**BRIEF**
Go through the data below and return each line where the string "distant" appears.

**TASK INPUT**
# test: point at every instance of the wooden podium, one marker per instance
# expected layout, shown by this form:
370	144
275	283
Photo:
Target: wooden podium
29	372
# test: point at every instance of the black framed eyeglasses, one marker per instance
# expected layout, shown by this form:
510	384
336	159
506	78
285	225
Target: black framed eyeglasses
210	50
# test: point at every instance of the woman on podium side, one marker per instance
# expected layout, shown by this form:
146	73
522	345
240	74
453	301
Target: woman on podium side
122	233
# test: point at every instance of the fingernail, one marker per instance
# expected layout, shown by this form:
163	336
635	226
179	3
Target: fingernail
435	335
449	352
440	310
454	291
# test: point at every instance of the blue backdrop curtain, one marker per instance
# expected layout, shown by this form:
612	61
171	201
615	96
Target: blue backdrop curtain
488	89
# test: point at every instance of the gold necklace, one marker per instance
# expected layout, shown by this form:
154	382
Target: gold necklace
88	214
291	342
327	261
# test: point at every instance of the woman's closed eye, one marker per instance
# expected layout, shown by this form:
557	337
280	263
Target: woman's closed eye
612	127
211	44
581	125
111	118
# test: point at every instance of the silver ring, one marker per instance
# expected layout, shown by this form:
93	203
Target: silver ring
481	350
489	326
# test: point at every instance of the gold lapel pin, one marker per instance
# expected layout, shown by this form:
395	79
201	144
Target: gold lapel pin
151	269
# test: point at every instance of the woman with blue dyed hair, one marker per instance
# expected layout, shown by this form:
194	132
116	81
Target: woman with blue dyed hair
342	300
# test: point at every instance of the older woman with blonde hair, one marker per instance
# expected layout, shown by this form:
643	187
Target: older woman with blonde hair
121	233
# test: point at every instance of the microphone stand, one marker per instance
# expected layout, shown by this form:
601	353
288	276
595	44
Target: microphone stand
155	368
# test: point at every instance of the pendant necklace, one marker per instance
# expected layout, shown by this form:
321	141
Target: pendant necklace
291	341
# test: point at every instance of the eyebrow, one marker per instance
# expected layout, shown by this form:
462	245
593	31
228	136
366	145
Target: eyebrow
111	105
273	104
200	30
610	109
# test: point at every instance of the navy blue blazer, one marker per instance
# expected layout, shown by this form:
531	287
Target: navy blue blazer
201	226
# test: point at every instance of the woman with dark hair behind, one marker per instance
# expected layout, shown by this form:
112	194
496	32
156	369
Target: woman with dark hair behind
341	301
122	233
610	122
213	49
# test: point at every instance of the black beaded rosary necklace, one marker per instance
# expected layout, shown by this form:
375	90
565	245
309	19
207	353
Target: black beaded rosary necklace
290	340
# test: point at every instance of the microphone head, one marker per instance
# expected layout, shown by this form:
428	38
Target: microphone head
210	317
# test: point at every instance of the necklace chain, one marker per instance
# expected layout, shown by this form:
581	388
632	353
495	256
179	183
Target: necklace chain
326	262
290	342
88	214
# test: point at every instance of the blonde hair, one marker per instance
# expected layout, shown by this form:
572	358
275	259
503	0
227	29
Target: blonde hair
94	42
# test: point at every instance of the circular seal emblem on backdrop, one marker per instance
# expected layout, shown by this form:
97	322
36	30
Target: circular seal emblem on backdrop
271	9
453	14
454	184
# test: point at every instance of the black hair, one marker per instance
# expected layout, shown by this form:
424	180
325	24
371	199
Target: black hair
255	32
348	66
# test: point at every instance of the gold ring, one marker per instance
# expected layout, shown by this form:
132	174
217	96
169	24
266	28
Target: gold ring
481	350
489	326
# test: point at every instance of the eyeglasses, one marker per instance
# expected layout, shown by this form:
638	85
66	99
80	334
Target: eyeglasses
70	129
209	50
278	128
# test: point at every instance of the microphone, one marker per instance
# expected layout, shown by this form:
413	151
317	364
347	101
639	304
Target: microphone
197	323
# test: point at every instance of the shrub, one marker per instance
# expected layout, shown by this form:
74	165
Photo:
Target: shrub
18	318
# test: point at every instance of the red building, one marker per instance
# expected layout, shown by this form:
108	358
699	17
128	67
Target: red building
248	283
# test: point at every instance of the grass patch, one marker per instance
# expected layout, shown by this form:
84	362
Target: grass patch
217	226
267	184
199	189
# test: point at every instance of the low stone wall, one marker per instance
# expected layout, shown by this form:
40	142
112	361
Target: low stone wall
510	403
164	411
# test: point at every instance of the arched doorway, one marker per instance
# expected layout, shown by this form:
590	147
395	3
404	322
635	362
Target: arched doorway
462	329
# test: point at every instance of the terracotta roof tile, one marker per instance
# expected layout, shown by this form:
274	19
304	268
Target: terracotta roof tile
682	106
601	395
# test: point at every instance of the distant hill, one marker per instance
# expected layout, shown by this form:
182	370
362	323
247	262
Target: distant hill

**ANSWER SPACE**
# test: point at every instance of the distant hill, one marker per instance
Target: distant hill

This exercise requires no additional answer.